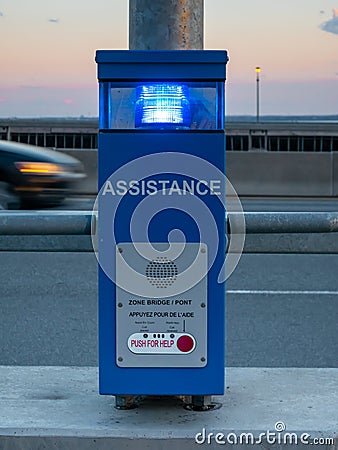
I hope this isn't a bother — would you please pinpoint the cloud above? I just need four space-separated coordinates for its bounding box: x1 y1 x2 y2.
63 98 77 105
320 8 338 34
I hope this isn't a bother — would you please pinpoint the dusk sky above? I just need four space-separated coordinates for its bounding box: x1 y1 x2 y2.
0 0 338 117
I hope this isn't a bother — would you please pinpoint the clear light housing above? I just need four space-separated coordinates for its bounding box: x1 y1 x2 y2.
15 161 63 175
135 83 191 129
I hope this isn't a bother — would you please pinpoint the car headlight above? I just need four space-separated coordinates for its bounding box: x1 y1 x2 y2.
15 162 64 175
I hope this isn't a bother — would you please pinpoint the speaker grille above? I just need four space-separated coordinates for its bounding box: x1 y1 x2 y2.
146 256 178 288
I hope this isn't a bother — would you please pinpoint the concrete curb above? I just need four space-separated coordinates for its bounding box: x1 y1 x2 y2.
0 366 338 450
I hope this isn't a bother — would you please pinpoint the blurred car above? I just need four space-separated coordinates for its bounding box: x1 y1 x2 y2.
0 140 85 209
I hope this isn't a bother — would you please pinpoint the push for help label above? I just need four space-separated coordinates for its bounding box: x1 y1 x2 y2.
128 333 196 355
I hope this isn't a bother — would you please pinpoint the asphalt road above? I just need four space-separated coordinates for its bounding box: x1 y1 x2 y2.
0 252 338 367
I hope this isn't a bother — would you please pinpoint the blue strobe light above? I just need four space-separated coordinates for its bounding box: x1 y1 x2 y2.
135 83 191 129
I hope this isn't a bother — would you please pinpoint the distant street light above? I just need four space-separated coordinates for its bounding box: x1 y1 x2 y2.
256 67 261 122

^^^^^^^^

• [PROMPT] Please output the data above as a numbered list, one line per entry, skipping any blank lines. Leave the picture out of your answer.

• [SOLVED PROBLEM]
1. I hope this isn't a bother — would you please pinpoint the cloud above? I just need four space-separated coordinates for its bounding box: x1 y1 x2 y2.
2. 63 98 77 105
3. 320 8 338 34
4. I hope this isn't a bother — would you please pinpoint the dusk sky above? I just need four space-separated coordinates for its bounding box: x1 y1 x2 y2.
5. 0 0 338 117
6. I hope this isn't a bother — would you please pinpoint the clear light housing above? I just need four space-separated coordinates for its bounding box: x1 y1 x2 y2.
7. 15 161 63 175
8. 135 83 191 129
9. I hope this isn't a bother — would you please pinpoint the car headlight above? I just need four space-separated coordinates for its bounding box: x1 y1 x2 y2.
10. 15 162 64 175
11. I hope this isn't a bother — would you please pinpoint the speaker grille above? I just need four space-separated coordinates for its bounding box: x1 y1 x2 y2.
12. 146 256 178 288
13. I hope this isn't a bother — would you please pinpoint the concrete curb above? I just need four space-separated coordinates for its bounding box: x1 y1 x2 y2.
14. 0 366 338 450
15. I hope this isn't a bother — would you please pinpoint the blurred car above? I just need four space-separated coordinates for its bounding box: x1 y1 x2 y2.
16. 0 140 85 209
17. I hope this isn't a bother — would you please pinpoint the push for help label above? I just need four space-separated coordinates for its bounding box: x1 y1 x2 y2.
18. 128 333 196 355
19. I hope this isn't a bother — would you please pinpoint the asphalt road above? I just need four space-separated coordinates for its bounding box: x1 y1 x2 y2.
20. 0 252 338 367
21. I hope this isn't a bother — would you please pinpoint the blue strobe light above? I just need four space-separated coordinates for its bounding box: x1 y1 x2 y2.
22. 135 83 191 129
23. I hope this isn't a bother — would you please pinpoint the distant street light above? I just need four space-separated coordinates for its bounding box: x1 y1 x2 y2.
24. 256 67 261 122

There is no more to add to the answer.